§ **Data lines**:
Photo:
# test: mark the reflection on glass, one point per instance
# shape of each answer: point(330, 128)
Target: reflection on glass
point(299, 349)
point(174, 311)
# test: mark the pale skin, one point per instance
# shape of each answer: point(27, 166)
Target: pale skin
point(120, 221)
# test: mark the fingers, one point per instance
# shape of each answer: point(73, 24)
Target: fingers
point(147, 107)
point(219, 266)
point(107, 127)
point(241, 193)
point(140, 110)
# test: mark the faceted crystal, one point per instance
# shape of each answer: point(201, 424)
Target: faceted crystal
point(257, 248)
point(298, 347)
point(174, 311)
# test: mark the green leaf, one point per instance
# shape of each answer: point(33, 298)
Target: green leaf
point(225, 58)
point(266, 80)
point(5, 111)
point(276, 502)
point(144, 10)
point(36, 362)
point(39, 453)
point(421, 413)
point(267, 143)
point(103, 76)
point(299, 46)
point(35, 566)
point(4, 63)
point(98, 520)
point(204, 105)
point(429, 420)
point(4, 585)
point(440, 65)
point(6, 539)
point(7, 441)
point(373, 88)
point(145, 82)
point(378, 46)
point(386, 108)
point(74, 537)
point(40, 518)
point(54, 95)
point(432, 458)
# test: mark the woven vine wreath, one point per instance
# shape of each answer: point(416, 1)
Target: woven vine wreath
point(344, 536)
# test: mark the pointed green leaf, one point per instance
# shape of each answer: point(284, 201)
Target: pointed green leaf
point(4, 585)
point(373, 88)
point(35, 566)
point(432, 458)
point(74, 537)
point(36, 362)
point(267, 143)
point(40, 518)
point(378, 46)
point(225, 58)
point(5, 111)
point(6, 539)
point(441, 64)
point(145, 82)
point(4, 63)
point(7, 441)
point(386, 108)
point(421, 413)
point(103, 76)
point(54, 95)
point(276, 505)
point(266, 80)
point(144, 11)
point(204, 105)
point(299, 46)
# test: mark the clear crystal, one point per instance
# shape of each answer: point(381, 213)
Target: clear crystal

§ **Your instructions**:
In the stretch of the records from the line containing "# test: mark the faceted" through the end of the records, change every "crystal" to "gemstone" and copy those lines with nothing else altered. Give only that stretch.

§ **The solution**:
# test: mark the faceted gemstone, one point per instance
# shape of each answer: point(201, 424)
Target: faceted gemstone
point(257, 248)
point(298, 347)
point(174, 311)
# test: mark the green leaf, one point per instance
# shape of each answer: point(33, 298)
Target: green leaf
point(225, 58)
point(266, 80)
point(5, 111)
point(276, 502)
point(144, 10)
point(36, 362)
point(39, 453)
point(421, 413)
point(267, 143)
point(103, 76)
point(299, 46)
point(35, 566)
point(4, 63)
point(98, 520)
point(204, 105)
point(429, 420)
point(4, 585)
point(440, 65)
point(6, 539)
point(7, 441)
point(373, 88)
point(145, 82)
point(378, 46)
point(386, 108)
point(74, 537)
point(40, 518)
point(54, 95)
point(432, 458)
# test: mark the woven vine wreath, one point per instance
# shape of each answer: point(416, 1)
Target: woven vine wreath
point(344, 536)
# test: mark the pointed green leaf, one point per instance
# shape of each answer: point(284, 201)
Target: pointed green leaf
point(4, 585)
point(373, 88)
point(35, 566)
point(432, 458)
point(74, 537)
point(36, 362)
point(267, 143)
point(40, 518)
point(378, 46)
point(225, 58)
point(5, 111)
point(6, 539)
point(441, 64)
point(145, 82)
point(4, 63)
point(7, 441)
point(386, 108)
point(421, 413)
point(103, 76)
point(54, 95)
point(276, 505)
point(266, 80)
point(144, 11)
point(204, 105)
point(299, 46)
# test: mark the clear gemstone, one point per instance
# shape of each answer: point(381, 213)
Target: clear gemstone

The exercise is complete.